* [Record excerpts]:
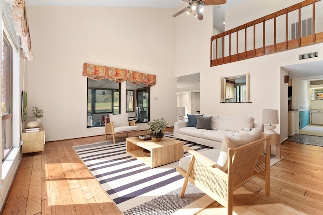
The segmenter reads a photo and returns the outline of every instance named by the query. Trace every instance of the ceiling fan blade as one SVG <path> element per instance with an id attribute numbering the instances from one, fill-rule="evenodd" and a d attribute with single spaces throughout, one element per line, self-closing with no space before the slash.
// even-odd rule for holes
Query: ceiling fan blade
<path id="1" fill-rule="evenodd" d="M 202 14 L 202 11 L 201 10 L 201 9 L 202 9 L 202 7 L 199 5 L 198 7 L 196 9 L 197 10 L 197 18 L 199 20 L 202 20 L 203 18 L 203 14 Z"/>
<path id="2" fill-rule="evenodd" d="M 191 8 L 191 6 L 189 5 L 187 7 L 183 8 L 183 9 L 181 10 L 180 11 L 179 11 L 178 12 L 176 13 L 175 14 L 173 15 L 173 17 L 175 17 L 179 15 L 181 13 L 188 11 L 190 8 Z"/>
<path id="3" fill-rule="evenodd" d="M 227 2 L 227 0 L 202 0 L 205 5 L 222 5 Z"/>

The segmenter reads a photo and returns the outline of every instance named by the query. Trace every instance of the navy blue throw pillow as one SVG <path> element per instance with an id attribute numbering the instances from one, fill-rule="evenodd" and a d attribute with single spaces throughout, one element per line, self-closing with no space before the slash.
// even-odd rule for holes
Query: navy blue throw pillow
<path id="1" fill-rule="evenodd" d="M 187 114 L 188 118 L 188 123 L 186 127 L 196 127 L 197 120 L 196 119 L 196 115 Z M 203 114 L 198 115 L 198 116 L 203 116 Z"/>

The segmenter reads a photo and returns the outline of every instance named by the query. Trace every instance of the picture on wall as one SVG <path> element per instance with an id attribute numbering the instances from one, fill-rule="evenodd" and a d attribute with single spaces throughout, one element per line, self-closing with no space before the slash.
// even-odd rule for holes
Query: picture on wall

--

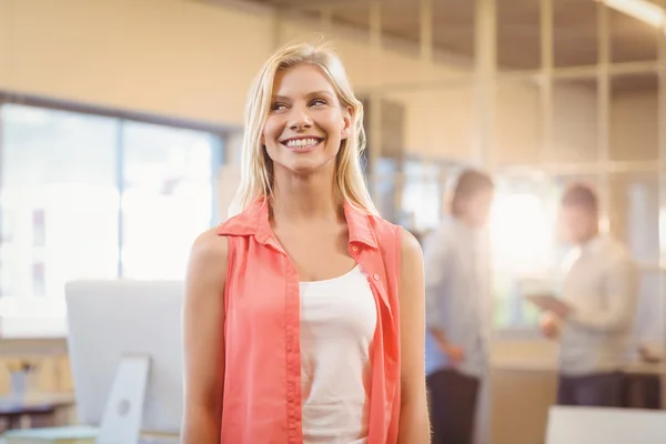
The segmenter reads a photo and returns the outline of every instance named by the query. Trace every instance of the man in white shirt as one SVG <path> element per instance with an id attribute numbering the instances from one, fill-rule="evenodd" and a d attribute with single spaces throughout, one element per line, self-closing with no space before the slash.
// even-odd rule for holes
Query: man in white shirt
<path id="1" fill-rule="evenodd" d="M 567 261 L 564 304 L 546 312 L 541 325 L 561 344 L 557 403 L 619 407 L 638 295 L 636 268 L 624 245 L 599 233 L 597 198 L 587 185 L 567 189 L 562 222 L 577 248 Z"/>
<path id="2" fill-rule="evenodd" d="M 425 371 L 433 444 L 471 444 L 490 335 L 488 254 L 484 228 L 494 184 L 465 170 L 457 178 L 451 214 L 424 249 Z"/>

...

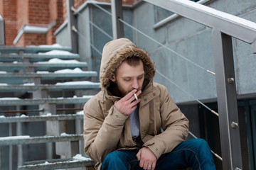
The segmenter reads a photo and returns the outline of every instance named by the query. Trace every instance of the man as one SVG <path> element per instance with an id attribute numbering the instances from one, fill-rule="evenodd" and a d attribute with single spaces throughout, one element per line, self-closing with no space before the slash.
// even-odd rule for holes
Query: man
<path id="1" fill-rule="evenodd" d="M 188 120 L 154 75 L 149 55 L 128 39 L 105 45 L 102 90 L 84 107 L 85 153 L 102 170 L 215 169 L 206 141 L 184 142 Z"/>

* [Prompt]:
Please format the lines above, from the one containing "of the picture" through the one containing "Query: picture on wall", as a JSON list of strings with one string per line, leaving out any blank lines.

* [Solution for this task]:
[
  "The segmenter reads a photo and returns the outline of every instance named by the query. Trace every instance of the picture on wall as one SVG <path> element per instance with an id attribute numbering the instances from one, fill-rule=\"evenodd\" and a d attribute with single spaces throughout, one element per line, self-closing with no space before the slash.",
  "// even-odd rule for holes",
  "Query: picture on wall"
]